▶ **Required tasks**
a) Sum up the lung cancer text in two sentences.
b) In the lung cancer text, how many years was the continuous cumulative AN exposure lagged?
c) Please list every table and figure that the lung cancer text mentions.

▶ **Text shown**
┄┄┄┄┄┄

Table 4. UPitt Lung and bronchus cancer relative risks (RR) in relation to AN exposure adjusted for potential confounding by smoking using the Richardson method, full cohort, 1942–2011.
Figure 2. UPitt lung cancer relative risks (RR) by cumulative AN exposure, unadjusted and adjusted for confounding by smoking using the Richardson method.
For lung cancer, we also fitted the two-parameter log-linear-quadratic model used by NCI to the continuous cumulative AN exposure (lagged 10 years) and applied the Richardson method to adjust this model for potential confounding by smoking (sparse data precluded modeling mesothelioma) using the corresponding parameter estimates for COPD. Figure 3, which is similar to Figure 1 in Koutros et al. (21) for the unadjusted model, shows that RRs from the adjusted model fall uniformly below those of the unadjusted model, corroborating our findings from the categorical analysis. Supplemental Table 8A provides details of the unadjusted and adjusted models. It should be noted that the linear and quadratic parameter estimates for lung cancer (and COPD) in both models (and COPD) are very close to 0 (even closer for the adjusted model) and neither is statistically significant, indicating no evidence of a positive AN exposure–response relationship as is evident in Figure 3.

┄┄┄┄┄┄

Entries drawn from a collection:
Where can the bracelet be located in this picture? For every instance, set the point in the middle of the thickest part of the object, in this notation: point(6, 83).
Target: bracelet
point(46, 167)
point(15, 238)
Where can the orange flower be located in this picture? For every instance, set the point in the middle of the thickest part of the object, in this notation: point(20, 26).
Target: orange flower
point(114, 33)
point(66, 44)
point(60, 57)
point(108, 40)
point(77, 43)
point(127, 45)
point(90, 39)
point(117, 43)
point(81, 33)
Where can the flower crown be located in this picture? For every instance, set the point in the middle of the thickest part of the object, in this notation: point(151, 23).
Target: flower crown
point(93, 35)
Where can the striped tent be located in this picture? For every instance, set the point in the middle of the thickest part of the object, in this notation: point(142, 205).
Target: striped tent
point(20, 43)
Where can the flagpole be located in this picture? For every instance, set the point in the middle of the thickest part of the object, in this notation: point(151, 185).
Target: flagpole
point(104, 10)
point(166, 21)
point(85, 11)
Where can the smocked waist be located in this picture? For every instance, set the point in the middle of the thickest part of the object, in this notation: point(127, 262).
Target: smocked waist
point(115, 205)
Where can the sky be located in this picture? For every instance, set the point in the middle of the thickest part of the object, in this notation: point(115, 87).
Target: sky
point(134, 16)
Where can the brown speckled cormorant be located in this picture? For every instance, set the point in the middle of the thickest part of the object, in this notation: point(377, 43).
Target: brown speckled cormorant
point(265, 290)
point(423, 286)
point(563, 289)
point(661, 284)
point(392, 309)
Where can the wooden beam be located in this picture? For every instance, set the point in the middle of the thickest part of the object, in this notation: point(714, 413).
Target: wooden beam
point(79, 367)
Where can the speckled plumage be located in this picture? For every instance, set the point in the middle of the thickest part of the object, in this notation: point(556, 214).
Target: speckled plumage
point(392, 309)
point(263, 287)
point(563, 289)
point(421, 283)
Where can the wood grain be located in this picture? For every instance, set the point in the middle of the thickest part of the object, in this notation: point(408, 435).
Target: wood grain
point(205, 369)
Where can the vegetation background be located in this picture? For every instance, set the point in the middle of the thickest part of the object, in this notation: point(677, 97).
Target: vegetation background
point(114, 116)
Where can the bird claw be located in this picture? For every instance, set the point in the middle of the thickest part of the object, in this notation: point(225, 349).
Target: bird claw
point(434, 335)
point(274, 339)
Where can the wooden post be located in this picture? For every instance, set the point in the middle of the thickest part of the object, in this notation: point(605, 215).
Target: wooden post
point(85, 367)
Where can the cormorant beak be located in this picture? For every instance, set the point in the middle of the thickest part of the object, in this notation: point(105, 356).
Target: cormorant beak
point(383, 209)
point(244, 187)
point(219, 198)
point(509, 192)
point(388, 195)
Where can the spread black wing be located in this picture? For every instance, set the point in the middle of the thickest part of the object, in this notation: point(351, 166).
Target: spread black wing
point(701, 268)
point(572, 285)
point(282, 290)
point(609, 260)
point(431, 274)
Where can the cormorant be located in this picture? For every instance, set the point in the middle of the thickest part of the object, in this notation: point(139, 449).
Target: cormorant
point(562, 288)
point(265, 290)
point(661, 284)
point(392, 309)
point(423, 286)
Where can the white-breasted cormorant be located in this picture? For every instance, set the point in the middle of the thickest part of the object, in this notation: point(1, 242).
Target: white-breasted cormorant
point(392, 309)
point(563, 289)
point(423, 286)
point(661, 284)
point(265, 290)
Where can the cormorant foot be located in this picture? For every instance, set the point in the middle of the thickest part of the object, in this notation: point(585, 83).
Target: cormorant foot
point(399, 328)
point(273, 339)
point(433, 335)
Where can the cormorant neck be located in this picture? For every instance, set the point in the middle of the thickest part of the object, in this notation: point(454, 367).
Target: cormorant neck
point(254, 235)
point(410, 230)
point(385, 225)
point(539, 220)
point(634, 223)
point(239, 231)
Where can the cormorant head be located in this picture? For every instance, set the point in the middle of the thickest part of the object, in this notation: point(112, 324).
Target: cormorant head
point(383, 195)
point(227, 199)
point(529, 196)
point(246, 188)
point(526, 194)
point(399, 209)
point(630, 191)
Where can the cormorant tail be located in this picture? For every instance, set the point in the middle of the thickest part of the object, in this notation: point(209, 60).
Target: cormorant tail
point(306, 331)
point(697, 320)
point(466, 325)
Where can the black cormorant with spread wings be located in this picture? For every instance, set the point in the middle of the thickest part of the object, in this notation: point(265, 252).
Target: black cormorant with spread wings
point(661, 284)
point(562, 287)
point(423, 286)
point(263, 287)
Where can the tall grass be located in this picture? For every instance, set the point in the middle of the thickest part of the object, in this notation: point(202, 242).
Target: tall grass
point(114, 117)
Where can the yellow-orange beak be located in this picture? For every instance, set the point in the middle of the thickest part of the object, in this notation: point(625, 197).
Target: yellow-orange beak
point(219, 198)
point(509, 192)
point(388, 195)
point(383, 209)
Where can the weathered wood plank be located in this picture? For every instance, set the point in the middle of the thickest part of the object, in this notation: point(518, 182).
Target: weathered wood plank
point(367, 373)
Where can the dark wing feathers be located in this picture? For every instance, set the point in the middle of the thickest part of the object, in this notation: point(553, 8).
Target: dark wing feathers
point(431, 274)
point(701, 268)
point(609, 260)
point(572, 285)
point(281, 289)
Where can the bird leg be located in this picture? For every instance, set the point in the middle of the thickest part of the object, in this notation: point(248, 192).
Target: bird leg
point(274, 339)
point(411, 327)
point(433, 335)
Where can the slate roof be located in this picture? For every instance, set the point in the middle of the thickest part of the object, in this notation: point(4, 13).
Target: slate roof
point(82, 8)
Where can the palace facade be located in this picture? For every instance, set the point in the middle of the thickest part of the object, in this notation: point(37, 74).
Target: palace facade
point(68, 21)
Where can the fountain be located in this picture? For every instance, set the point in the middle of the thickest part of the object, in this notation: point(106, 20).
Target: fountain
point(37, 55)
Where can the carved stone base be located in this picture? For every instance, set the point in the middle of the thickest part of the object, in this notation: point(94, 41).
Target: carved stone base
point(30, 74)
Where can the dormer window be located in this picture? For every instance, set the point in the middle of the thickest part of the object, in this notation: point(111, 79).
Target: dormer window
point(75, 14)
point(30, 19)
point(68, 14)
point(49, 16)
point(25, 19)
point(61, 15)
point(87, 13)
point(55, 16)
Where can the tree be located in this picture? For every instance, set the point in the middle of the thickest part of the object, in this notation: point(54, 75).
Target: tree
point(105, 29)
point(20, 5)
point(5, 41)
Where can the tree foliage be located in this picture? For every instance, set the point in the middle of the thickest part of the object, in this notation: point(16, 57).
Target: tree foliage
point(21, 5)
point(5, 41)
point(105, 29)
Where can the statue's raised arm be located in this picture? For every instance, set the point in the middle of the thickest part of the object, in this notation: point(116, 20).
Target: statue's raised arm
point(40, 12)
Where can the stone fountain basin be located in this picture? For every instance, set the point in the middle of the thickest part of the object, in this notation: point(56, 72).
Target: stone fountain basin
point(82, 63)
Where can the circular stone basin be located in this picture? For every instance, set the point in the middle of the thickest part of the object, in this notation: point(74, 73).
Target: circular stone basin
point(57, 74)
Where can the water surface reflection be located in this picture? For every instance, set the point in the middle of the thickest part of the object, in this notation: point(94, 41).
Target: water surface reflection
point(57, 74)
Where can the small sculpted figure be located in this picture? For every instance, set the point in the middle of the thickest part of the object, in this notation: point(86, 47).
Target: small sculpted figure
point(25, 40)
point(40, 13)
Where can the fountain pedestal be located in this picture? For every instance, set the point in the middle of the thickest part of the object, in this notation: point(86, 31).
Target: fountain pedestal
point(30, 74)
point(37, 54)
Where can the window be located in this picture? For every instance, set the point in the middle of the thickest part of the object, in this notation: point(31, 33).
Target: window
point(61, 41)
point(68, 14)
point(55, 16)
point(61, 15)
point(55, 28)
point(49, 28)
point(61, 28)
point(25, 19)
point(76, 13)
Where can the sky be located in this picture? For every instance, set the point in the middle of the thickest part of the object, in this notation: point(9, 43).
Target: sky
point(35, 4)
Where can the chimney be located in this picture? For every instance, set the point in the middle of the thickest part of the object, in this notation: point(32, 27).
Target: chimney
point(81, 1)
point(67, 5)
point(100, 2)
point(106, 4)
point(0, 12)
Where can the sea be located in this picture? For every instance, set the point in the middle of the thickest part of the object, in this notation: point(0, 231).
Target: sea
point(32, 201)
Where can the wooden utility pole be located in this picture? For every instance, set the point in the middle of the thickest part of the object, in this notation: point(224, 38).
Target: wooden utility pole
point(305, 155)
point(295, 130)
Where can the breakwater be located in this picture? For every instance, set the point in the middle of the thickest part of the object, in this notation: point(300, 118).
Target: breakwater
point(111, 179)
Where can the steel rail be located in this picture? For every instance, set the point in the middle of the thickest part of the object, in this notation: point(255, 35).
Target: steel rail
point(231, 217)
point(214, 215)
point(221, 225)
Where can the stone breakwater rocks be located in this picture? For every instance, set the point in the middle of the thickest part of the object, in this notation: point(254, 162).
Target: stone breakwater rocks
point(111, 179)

┄┄┄┄┄┄

▶ **Task answers**
a) For lung cancer, the authors fitted the NCI's two-parameter log-linear-quadratic model to cumulative AN exposure lagged 10 years and adjusted it for smoking with the Richardson method, using the corresponding COPD parameter estimates. Relative risks from the adjusted model fall uniformly below those of the unadjusted model, and the linear and quadratic estimates are very close to 0 and not statistically significant, indicating no evidence of a positive AN exposure–response relationship.

b) 10 years.

c)
- Table 4
- Figure 2
- Figure 3
- Figure 1 in Koutros et al. (21)
- Supplemental Table 8A